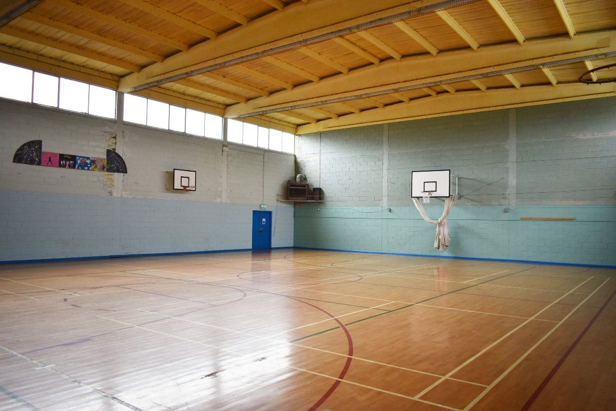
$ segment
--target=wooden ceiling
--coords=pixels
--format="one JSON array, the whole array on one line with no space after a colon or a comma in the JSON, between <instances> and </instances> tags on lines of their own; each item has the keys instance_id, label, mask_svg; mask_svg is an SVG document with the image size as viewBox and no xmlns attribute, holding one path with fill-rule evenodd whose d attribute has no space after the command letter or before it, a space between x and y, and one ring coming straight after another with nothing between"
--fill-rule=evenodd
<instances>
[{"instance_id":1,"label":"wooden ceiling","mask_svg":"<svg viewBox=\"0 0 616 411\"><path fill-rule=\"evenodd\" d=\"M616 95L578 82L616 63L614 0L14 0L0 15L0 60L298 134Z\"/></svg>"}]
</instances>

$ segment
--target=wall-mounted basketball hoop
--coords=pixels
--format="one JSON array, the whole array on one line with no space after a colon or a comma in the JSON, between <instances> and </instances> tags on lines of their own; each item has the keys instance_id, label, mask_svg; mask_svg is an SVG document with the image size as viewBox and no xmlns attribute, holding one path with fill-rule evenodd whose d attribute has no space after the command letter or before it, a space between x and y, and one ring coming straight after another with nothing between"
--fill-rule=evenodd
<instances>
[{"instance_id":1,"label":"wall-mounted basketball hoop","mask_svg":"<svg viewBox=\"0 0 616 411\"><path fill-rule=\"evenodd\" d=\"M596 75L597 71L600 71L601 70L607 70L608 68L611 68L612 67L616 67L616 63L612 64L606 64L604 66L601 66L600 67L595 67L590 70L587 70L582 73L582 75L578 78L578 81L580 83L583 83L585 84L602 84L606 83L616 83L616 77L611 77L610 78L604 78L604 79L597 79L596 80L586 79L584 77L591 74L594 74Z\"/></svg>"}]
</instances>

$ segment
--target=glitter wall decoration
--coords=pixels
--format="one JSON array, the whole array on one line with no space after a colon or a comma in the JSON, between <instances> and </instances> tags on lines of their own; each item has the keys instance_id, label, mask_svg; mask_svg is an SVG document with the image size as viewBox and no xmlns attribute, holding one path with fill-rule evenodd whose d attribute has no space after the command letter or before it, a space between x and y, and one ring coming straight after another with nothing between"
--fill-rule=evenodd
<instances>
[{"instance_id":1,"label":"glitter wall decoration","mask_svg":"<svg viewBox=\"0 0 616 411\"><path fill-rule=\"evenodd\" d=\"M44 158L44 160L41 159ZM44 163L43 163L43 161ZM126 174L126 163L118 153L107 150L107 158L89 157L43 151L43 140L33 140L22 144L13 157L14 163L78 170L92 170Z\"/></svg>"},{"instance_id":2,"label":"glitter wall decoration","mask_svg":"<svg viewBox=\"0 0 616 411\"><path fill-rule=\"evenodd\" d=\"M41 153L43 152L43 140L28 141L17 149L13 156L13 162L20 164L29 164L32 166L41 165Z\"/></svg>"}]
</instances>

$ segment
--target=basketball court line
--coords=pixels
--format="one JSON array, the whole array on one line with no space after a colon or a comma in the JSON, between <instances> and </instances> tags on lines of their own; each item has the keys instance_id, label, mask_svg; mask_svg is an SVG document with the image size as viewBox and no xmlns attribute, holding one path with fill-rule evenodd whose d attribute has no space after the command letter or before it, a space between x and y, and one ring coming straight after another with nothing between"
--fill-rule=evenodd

----------

• The exercise: Report every line of the material above that contains the string "wall", copying each such line in full.

• Task response:
--target=wall-mounted basketball hoop
[{"instance_id":1,"label":"wall-mounted basketball hoop","mask_svg":"<svg viewBox=\"0 0 616 411\"><path fill-rule=\"evenodd\" d=\"M596 75L597 71L600 71L601 70L607 70L608 68L611 68L612 67L616 67L616 63L612 64L606 64L604 66L601 66L600 67L595 67L590 70L587 70L582 73L582 75L578 78L578 81L580 83L583 83L585 84L602 84L606 83L616 83L616 77L611 77L610 78L604 78L604 79L597 79L596 80L586 79L584 77L591 74L594 74Z\"/></svg>"}]
--target=glitter wall decoration
[{"instance_id":1,"label":"glitter wall decoration","mask_svg":"<svg viewBox=\"0 0 616 411\"><path fill-rule=\"evenodd\" d=\"M44 158L44 160L41 159ZM44 163L43 163L43 161ZM126 174L126 163L118 153L107 150L107 158L89 157L43 151L43 140L33 140L22 144L13 157L14 163L78 170L92 170Z\"/></svg>"},{"instance_id":2,"label":"glitter wall decoration","mask_svg":"<svg viewBox=\"0 0 616 411\"><path fill-rule=\"evenodd\" d=\"M41 153L43 152L43 140L28 141L17 149L13 156L13 162L20 164L29 164L32 166L41 165Z\"/></svg>"}]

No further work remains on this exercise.